(WORKING DATA):
----------------

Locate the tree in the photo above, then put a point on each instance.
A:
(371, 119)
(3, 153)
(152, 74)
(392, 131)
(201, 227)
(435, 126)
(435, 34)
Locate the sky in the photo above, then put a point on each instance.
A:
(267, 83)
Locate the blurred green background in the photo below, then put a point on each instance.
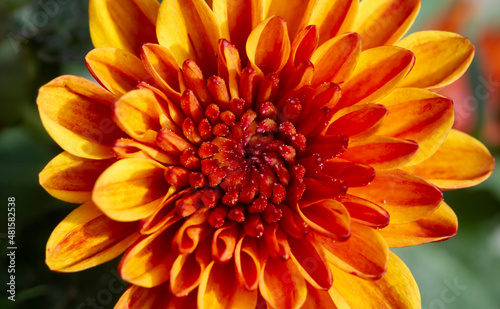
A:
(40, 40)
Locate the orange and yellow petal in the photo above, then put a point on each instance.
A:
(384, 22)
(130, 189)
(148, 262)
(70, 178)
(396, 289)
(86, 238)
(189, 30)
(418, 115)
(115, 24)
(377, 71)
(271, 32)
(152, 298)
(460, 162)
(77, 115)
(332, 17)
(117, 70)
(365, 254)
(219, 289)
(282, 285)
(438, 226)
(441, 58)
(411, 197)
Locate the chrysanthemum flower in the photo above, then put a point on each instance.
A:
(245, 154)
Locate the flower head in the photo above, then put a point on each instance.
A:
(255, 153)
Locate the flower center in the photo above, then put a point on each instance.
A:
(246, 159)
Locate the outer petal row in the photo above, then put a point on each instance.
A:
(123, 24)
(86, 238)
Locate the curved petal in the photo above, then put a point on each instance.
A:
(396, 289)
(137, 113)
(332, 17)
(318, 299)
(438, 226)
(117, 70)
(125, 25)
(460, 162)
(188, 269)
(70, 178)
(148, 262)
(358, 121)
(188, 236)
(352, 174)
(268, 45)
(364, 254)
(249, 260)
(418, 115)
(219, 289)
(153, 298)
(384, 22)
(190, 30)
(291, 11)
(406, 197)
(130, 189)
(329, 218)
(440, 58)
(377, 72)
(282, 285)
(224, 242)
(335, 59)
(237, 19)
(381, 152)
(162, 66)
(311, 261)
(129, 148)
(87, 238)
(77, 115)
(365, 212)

----------------

(YOUR INSTRUCTIONS): Word for word, reproduce all of the entries above and omit the pictures.

(ANSWER TO THE PROBLEM):
Locate the tree in the photo above, then put a point on each instance.
A:
(371, 119)
(3, 153)
(152, 74)
(392, 131)
(201, 227)
(435, 126)
(435, 34)
Locate the sky in the photo above, then put a point on each instance.
A:
(267, 83)
Locate the blurred green background in the photo below, then put a point on each instance.
A:
(40, 40)
Locate the orange and yellow petal in the photo above, then put a point on each instance.
A:
(384, 22)
(130, 189)
(148, 262)
(70, 178)
(396, 289)
(86, 238)
(189, 30)
(418, 115)
(115, 24)
(377, 71)
(271, 32)
(152, 298)
(460, 162)
(77, 115)
(332, 17)
(117, 70)
(365, 254)
(219, 289)
(282, 285)
(438, 226)
(441, 58)
(411, 197)
Locate the chrysanthemum flower in the photo above, then put a point on each instance.
A:
(245, 154)
Locate the flower head in the photo above, then put a point on each instance.
A:
(255, 153)
Locate the flower center in the photo above, then put a point on each instance.
A:
(246, 159)
Locate the outer petal row in the photo above, then put a point on each instance.
A:
(123, 24)
(86, 238)
Locate the curved petal in the photo above, then put a point on each instance.
A:
(396, 289)
(137, 113)
(332, 17)
(318, 299)
(438, 226)
(117, 70)
(125, 25)
(460, 162)
(188, 269)
(70, 178)
(148, 262)
(358, 121)
(188, 236)
(352, 174)
(268, 45)
(364, 254)
(249, 260)
(418, 115)
(219, 289)
(153, 298)
(384, 22)
(190, 30)
(291, 11)
(406, 197)
(130, 189)
(329, 218)
(440, 58)
(377, 72)
(282, 285)
(224, 242)
(335, 59)
(237, 19)
(381, 152)
(162, 66)
(311, 261)
(129, 148)
(87, 238)
(77, 115)
(365, 212)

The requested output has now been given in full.